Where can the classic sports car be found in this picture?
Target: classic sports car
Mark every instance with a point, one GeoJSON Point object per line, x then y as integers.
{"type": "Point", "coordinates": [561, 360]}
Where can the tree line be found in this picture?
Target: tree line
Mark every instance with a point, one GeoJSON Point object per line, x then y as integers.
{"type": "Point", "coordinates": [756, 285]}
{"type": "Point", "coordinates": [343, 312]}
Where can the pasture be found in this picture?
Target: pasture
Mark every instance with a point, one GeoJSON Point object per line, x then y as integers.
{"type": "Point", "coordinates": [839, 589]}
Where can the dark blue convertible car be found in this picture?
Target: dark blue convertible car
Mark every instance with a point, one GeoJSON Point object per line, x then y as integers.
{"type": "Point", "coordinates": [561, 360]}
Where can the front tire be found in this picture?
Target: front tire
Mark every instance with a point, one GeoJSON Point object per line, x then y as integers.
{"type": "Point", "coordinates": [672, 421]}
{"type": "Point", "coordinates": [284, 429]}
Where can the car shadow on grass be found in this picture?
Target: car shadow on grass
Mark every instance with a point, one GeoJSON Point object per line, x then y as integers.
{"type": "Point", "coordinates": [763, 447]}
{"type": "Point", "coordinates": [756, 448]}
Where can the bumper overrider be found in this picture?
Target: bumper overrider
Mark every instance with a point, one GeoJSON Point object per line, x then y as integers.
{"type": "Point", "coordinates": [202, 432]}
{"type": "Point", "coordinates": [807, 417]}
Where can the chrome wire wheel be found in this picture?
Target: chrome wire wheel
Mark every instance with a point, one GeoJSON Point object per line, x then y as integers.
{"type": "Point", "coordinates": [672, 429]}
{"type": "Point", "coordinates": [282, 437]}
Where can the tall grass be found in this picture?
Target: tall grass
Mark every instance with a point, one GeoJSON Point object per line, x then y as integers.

•••••

### Objective
Add 86 to each coordinate in the answers, then write out again every line of the records, starting at the line that contains "Where can the car" and ending at the last line of the records. Keep the requests and their wording unchanged, and give only those lines.

### Result for this exercise
Where can the car shadow on grass be found in this picture?
Target: car shadow on grass
Mark every instance with a point, one GeoJSON Point object per line, x then y as integers.
{"type": "Point", "coordinates": [849, 533]}
{"type": "Point", "coordinates": [842, 534]}
Where can the bumper overrider be found in this picture?
Target: bumper overrider
Mark every instance with a point, one GeoJSON Point object per line, x then y as integers.
{"type": "Point", "coordinates": [288, 518]}
{"type": "Point", "coordinates": [893, 503]}
Where can the chrome wire wheel be found in this picture?
Target: chrome wire wheel
Mark every instance with a point, one GeoJSON Point object per line, x then y as integers.
{"type": "Point", "coordinates": [758, 515]}
{"type": "Point", "coordinates": [368, 523]}
Where can the tall grass be found in this picture?
Target: tall grass
Mark every instance with a point, one GeoJSON Point object per line, x then y as integers.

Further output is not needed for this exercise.